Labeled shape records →
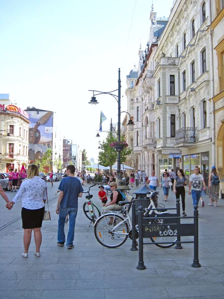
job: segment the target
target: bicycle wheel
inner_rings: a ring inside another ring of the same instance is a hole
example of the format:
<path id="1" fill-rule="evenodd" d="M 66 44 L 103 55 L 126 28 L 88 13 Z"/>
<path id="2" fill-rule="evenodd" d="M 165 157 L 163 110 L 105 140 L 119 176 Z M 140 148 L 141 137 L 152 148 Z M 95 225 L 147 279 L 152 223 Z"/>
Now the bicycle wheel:
<path id="1" fill-rule="evenodd" d="M 168 214 L 168 213 L 166 213 L 166 214 Z M 162 216 L 162 213 L 161 213 L 160 216 Z M 160 219 L 154 219 L 154 220 L 152 220 L 152 223 L 156 224 L 161 224 Z M 155 243 L 155 245 L 158 246 L 158 247 L 160 247 L 161 248 L 169 248 L 169 247 L 172 247 L 175 245 L 176 243 L 174 242 L 177 241 L 177 237 L 175 236 L 165 236 L 163 237 L 153 237 L 150 238 L 152 242 Z M 159 244 L 160 242 L 170 242 L 169 244 Z"/>
<path id="2" fill-rule="evenodd" d="M 101 212 L 93 202 L 92 202 L 92 206 L 90 205 L 90 206 L 91 206 L 93 208 L 93 212 L 94 214 L 93 216 L 90 215 L 90 210 L 87 202 L 85 202 L 83 205 L 83 212 L 88 219 L 91 221 L 95 222 L 101 215 Z"/>
<path id="3" fill-rule="evenodd" d="M 94 226 L 94 233 L 97 241 L 103 246 L 115 248 L 126 241 L 129 229 L 124 218 L 115 214 L 107 214 L 97 219 Z M 114 227 L 120 223 L 114 229 Z"/>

Objective →
Copy the lines of every record above word for word, leaving out the pictures.

Answer in full →
job: segment the target
target: bicycle wheel
inner_rings: a ring inside another ring of the same instance is a hole
example of the format:
<path id="1" fill-rule="evenodd" d="M 66 44 L 103 55 L 126 28 L 88 13 Z"/>
<path id="2" fill-rule="evenodd" d="M 165 157 L 163 110 L 105 140 L 119 176 Z M 140 148 L 141 137 L 152 148 Z M 95 225 L 147 279 L 152 223 Z"/>
Now the bicycle wheel:
<path id="1" fill-rule="evenodd" d="M 168 214 L 168 213 L 166 213 L 166 214 Z M 162 216 L 162 213 L 161 213 L 160 216 Z M 160 219 L 154 219 L 154 220 L 152 220 L 152 223 L 156 224 L 161 224 Z M 155 243 L 155 245 L 158 246 L 158 247 L 160 247 L 161 248 L 169 248 L 169 247 L 172 247 L 175 245 L 176 243 L 174 242 L 177 241 L 177 237 L 175 236 L 165 236 L 163 237 L 153 237 L 150 238 L 152 242 Z M 159 244 L 160 242 L 170 242 L 169 244 Z"/>
<path id="2" fill-rule="evenodd" d="M 101 212 L 93 202 L 92 202 L 92 206 L 90 205 L 90 206 L 91 206 L 93 208 L 93 212 L 94 214 L 93 216 L 90 215 L 90 210 L 87 202 L 85 202 L 83 205 L 83 212 L 88 219 L 91 221 L 95 222 L 101 215 Z"/>
<path id="3" fill-rule="evenodd" d="M 94 226 L 94 233 L 97 241 L 103 246 L 115 248 L 126 241 L 129 229 L 124 218 L 115 214 L 107 214 L 97 219 Z M 114 227 L 120 223 L 114 229 Z"/>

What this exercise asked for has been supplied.